* EXERCISE AIM *
An identical copy of the data below is needed.

* Point localization data *
================

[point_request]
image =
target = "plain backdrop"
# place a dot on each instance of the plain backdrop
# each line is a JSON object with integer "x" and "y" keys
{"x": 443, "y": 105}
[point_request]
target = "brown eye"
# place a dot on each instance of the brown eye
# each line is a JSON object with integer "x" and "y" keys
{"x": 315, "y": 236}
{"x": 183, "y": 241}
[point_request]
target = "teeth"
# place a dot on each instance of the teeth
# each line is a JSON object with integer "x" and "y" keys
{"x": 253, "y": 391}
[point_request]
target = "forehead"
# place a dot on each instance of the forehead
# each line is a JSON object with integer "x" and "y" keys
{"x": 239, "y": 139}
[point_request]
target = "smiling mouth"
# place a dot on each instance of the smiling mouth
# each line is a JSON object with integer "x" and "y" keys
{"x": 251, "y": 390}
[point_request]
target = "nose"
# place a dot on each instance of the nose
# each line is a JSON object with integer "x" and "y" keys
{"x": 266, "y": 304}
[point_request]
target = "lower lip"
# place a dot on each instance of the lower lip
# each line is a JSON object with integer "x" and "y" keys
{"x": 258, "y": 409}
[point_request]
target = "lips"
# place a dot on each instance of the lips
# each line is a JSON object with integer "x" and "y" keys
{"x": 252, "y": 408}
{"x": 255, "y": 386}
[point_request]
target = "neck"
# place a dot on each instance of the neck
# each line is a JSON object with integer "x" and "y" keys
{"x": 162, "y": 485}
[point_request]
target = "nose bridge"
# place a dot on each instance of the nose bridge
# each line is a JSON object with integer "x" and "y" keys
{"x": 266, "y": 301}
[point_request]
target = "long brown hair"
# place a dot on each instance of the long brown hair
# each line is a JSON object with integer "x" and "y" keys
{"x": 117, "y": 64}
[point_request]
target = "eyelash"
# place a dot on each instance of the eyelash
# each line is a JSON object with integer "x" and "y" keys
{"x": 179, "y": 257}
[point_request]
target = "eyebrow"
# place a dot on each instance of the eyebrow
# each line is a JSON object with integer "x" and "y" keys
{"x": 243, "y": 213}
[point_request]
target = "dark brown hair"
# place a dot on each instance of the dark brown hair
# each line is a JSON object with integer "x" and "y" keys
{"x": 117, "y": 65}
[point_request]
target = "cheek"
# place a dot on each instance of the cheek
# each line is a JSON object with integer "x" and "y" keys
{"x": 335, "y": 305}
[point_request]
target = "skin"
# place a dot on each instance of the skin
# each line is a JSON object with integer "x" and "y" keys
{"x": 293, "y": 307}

================

* ANSWER TO THIS PROBLEM *
[point_request]
image =
target = "plain backdrop"
# place a dot on each instance of the plain backdrop
# each line is a JSON object with integer "x" and "y" keys
{"x": 443, "y": 105}
[point_request]
target = "brown eye"
# place a dot on each instance of the brown eye
# each line is a JSON object with integer "x" and "y" keys
{"x": 315, "y": 236}
{"x": 183, "y": 241}
[point_request]
target = "teeth"
# place a dot on each instance of the teeth
# each line is a JSON object with integer "x" and "y" keys
{"x": 253, "y": 391}
[point_request]
target = "forehead"
# place a dot on each instance of the forehead
# each line is a JSON object with integer "x" and "y" keys
{"x": 239, "y": 139}
[point_request]
target = "smiling mouth"
# place a dot on each instance of the smiling mouth
# each line is a JSON object with integer "x" and "y" keys
{"x": 251, "y": 390}
[point_request]
target = "nose"
# place a dot on each instance of the nose
# each line is a JSON object with integer "x" and "y" keys
{"x": 266, "y": 304}
[point_request]
target = "lower lip"
# place a dot on each instance of the lower lip
# each line is a JSON object with integer "x" and "y" keys
{"x": 258, "y": 409}
[point_request]
target = "lips"
# place a dot on each instance of the lips
# each line is a JSON object with integer "x" and "y" keys
{"x": 252, "y": 408}
{"x": 255, "y": 386}
[point_request]
target = "neck"
# place a dot on each instance of the neck
# each line is a JSON object with integer "x" and "y" keys
{"x": 162, "y": 485}
[point_request]
target = "nose bridge"
# place a dot on each instance of the nose bridge
# each line is a JSON object with integer "x" and "y" keys
{"x": 266, "y": 301}
[point_request]
target = "long brown hair"
# place a dot on each instance of the long brown hair
# each line is a JSON object with integer "x" and "y" keys
{"x": 117, "y": 64}
[point_request]
target = "eyelash"
# place a dot on each instance of the eyelash
# each line is a JSON object with integer "x" and "y" keys
{"x": 179, "y": 257}
[point_request]
target = "eyebrow"
# place a dot on each instance of the eyebrow
# each line is a JSON object with integer "x" and "y" keys
{"x": 243, "y": 213}
[point_request]
target = "dark brown hair"
# place a dot on each instance of the dark brown hair
# each line is a JSON object with integer "x" and "y" keys
{"x": 117, "y": 65}
[point_request]
target = "cheek"
# place a dot on each instance of the cheek
# each line is a JSON object with integer "x" and "y" keys
{"x": 335, "y": 305}
[point_request]
target = "skin"
# place a dot on each instance of the skin
# each line is a JSON object with integer "x" and "y" keys
{"x": 293, "y": 307}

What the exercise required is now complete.